** Opening Provided records block **
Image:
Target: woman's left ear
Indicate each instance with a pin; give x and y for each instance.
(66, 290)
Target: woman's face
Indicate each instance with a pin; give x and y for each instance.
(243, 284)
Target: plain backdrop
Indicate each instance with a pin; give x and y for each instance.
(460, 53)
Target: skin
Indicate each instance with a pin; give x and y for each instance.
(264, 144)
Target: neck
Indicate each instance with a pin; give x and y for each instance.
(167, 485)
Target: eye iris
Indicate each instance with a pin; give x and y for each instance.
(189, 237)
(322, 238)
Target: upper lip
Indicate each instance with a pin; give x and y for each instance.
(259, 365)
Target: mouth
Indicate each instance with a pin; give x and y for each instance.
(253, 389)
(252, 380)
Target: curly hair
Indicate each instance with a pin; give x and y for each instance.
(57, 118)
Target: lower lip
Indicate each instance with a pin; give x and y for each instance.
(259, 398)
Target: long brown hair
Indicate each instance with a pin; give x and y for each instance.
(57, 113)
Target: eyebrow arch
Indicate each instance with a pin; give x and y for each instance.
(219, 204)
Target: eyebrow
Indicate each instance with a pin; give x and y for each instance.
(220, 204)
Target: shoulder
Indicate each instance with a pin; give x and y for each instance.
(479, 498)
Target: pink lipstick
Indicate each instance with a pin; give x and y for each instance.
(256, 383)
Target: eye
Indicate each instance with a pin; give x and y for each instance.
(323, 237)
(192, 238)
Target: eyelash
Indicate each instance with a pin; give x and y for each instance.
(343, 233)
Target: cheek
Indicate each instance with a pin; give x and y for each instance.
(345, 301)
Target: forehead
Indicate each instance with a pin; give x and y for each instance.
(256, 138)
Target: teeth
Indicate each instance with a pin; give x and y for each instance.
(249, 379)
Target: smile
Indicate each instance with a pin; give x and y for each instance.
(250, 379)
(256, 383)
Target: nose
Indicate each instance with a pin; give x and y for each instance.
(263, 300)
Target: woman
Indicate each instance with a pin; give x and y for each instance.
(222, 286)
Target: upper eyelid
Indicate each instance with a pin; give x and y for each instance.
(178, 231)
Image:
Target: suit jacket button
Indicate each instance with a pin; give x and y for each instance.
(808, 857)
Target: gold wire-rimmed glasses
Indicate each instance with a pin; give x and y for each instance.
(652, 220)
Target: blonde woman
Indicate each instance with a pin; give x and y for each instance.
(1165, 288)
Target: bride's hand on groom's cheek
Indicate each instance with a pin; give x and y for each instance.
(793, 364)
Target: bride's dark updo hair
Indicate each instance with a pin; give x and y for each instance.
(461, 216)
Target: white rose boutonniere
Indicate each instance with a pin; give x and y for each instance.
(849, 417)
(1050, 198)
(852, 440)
** Closing Provided records block **
**Problem to work on:** Precisely reproduce all the entries shown above.

**Response to the exercise:**
Image:
Target: woman's left ear
Indicate each instance with a pin; give x and y for each instance.
(66, 290)
Target: woman's face
Indicate each instance with a pin; give x and y for each instance.
(243, 284)
Target: plain backdrop
Indicate each instance with a pin; give x and y for each instance.
(460, 53)
Target: skin
Indicate each instance with a pin; give x and y for each instance.
(264, 144)
Target: neck
Indicate each instance with a pin; give x and y for each instance.
(167, 485)
Target: eye iris
Indicate each instance with a pin; give x and y for each instance.
(189, 237)
(322, 238)
Target: upper lip
Indicate each instance with a pin; give x and y for each instance.
(259, 365)
Target: mouth
Indicate each instance with a pin; give x and y for each instance.
(253, 389)
(252, 380)
Target: curly hair
Indicate each instance with a pin; give x and y for each instance.
(57, 118)
Target: lower lip
Indicate each instance with a pin; give x and y for each instance.
(259, 398)
Target: long brown hair
Indicate each instance with a pin; give x and y for each instance.
(57, 113)
Target: eyebrow arch
Indicate each instance with a pin; give x and y for each instance.
(219, 204)
Target: eyebrow
Indicate each instance with a pin; give x and y for each instance.
(220, 204)
Target: shoulder
Indicate each instance with a pin; give x and y for each instance.
(479, 498)
Target: pink lipstick
Indicate each instance with a pin; give x and y for each instance.
(256, 383)
Target: eye
Indicate each instance with a pin; give x and y for each instance.
(323, 237)
(192, 238)
Target: eyelash
Indicate each instance with a pin; give x and y for each instance.
(343, 233)
Target: cheek
Indicate each instance with a pin; give x and y for each instance.
(345, 301)
Target: forehead
Indicate each instance with a pin; give x and y for each instance.
(256, 138)
Target: teeth
Indicate each instance with a pin; give x and y for each instance.
(249, 379)
Target: smile
Indicate each instance with a pin; give x and y for each instance.
(250, 379)
(256, 383)
Target: nose
Indicate each instance with a pin; give x and y for each instance.
(263, 300)
Target: woman
Indicate each instance with a pin; give x and y for each instance.
(222, 286)
Target: upper eyelid
Indicate each instance with a pin; give x and y for each instance.
(178, 231)
Image:
Target: suit jacket button
Indicate each instance with a pin; give x and y for each instance.
(808, 857)
Target: gold wire-rimmed glasses
Indicate each instance with a pin; give x and y for each instance.
(652, 220)
Target: blonde woman
Indicate each instance with a pin; give x and y for each instance.
(1165, 288)
Target: bride's hand on groom's cheek
Indicate each instance with a pin; give x and y for each instance.
(793, 364)
Target: bride's dark updo hair
Indicate each instance with a pin; give x and y for each instance.
(461, 216)
Target: white rose boutonniere
Indicate each instance with a pin; give x and y for each instance.
(849, 417)
(1050, 198)
(852, 440)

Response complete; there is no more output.